Task instructions » Please repeat the records below exactly, but only from the line that contains "Target: tall smokestack" onward, ending with the last line.

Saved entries
★ ★ ★

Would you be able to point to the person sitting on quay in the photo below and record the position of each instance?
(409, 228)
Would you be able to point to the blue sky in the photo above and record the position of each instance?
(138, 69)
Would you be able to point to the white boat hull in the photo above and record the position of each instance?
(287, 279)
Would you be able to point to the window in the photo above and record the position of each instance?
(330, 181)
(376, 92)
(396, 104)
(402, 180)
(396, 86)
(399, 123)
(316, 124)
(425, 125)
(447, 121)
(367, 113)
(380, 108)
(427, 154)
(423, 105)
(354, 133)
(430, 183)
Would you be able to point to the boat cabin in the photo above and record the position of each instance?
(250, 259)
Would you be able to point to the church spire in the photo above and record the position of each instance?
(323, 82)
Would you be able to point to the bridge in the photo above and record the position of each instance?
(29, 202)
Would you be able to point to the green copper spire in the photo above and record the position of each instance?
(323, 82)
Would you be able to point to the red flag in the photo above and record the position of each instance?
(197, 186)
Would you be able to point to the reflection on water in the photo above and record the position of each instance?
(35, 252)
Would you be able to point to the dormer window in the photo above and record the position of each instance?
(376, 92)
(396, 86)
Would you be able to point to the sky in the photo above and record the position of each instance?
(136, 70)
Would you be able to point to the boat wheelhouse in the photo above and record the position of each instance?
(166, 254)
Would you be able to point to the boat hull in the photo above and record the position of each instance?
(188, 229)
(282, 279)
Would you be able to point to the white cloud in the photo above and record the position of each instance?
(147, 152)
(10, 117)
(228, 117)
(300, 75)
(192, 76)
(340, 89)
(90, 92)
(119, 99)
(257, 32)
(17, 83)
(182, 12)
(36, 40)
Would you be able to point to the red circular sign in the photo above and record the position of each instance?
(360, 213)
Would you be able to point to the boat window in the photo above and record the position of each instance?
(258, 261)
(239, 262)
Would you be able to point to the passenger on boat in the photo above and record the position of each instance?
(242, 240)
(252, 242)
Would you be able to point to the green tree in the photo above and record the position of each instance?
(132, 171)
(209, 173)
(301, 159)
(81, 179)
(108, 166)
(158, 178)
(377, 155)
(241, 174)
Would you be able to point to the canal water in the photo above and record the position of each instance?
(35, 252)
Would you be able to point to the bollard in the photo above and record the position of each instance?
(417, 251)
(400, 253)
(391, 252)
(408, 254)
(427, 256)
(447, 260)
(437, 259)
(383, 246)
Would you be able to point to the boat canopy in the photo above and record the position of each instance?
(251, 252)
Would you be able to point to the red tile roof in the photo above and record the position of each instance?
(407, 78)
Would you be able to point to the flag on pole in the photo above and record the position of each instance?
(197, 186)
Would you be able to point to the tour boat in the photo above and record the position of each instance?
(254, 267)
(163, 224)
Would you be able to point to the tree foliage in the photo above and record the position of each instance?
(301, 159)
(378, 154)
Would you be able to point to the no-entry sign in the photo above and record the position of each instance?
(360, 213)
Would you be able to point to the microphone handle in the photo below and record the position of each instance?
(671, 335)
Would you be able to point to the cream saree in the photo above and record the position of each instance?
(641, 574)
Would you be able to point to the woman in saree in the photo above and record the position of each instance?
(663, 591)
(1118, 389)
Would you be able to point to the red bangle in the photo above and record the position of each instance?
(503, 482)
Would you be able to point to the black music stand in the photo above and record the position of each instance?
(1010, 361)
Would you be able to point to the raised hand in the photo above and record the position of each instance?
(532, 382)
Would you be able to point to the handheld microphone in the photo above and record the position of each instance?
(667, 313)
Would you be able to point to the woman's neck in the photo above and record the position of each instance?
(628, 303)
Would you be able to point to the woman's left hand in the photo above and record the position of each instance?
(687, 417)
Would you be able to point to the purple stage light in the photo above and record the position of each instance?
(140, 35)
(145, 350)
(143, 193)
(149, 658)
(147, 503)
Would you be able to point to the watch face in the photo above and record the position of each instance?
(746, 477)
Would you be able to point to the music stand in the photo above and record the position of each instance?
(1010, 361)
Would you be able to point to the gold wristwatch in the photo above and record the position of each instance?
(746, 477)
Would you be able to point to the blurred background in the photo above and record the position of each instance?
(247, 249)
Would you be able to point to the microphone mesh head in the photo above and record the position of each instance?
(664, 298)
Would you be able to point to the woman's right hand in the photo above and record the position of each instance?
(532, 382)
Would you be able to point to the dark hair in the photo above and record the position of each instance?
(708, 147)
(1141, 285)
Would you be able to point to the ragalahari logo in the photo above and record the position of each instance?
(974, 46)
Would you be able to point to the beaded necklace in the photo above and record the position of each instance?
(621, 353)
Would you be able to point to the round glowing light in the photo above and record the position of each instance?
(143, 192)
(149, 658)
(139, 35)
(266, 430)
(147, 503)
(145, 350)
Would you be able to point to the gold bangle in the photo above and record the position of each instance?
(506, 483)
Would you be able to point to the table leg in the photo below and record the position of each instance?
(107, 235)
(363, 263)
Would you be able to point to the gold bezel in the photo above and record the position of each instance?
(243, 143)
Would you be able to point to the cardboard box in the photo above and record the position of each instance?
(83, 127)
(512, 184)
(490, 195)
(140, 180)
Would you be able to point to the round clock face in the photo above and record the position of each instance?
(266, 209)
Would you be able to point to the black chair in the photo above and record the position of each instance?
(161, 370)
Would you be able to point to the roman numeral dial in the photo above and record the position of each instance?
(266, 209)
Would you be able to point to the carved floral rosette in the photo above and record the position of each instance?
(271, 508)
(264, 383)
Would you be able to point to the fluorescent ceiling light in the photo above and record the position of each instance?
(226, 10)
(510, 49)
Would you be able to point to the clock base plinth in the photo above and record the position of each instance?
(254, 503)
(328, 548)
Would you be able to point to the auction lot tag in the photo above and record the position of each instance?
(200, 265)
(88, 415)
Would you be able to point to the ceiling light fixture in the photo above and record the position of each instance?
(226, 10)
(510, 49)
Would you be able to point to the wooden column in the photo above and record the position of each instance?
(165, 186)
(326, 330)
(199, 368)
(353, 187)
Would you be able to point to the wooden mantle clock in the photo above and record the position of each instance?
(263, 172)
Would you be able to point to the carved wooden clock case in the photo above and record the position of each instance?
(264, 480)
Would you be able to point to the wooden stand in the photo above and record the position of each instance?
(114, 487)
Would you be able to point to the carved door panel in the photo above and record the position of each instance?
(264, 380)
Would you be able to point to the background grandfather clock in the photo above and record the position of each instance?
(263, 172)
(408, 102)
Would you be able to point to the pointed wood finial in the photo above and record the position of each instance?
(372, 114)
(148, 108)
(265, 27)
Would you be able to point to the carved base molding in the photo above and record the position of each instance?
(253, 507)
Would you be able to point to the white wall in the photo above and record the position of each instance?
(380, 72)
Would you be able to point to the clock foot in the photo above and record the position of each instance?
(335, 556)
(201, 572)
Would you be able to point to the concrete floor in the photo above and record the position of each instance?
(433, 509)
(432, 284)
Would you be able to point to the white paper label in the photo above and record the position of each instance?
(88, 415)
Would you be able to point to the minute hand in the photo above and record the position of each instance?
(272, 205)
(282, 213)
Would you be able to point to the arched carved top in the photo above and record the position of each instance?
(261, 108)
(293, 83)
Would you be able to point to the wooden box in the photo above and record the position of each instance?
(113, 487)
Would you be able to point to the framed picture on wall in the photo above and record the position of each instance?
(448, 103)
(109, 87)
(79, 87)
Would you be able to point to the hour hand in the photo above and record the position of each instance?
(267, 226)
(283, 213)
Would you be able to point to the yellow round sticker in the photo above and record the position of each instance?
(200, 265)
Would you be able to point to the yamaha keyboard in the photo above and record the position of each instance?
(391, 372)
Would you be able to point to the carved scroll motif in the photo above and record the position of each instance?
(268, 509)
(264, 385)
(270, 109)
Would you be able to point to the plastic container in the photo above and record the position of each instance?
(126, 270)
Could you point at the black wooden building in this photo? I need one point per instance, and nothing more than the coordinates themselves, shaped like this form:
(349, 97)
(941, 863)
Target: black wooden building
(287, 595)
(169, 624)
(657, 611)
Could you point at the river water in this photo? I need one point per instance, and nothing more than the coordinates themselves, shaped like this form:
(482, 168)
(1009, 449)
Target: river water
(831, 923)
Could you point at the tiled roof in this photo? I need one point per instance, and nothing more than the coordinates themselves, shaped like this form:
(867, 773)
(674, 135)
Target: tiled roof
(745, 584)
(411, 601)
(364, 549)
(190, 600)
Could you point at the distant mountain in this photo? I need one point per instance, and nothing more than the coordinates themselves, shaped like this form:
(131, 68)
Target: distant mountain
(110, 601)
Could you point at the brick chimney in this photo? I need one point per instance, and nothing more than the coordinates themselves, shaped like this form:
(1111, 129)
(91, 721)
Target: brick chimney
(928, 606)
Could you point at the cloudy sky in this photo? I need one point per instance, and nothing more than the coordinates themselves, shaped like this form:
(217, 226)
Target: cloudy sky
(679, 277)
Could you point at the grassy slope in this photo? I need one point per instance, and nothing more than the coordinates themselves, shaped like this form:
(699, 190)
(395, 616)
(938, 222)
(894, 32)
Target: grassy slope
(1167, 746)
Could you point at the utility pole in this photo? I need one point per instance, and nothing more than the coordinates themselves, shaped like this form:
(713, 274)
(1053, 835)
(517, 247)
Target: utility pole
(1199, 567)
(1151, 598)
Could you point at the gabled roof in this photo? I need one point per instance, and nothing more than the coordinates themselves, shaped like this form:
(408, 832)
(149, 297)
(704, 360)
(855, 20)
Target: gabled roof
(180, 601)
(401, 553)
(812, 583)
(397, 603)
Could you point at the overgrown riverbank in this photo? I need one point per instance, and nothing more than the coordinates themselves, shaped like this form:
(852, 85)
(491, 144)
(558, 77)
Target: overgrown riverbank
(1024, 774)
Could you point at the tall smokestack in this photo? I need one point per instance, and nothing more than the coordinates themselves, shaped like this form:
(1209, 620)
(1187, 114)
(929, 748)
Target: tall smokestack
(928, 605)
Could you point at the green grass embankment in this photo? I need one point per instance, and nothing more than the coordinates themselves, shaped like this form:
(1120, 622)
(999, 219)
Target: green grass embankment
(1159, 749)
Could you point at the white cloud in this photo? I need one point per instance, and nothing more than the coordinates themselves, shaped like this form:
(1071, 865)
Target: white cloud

★ ★ ★

Written answer »
Target: tall smokestack
(928, 605)
Could you point at the green grass embankment in this photo? I need one point per instance, and nothing more than the coordinates themselves, shaped like this form:
(1120, 622)
(999, 219)
Target: green grass embankment
(1159, 749)
Could you point at the white cloud in this photo? I need one point per instance, and nothing more than the coordinates themselves, shaped like this form:
(1071, 865)
Target: white cloud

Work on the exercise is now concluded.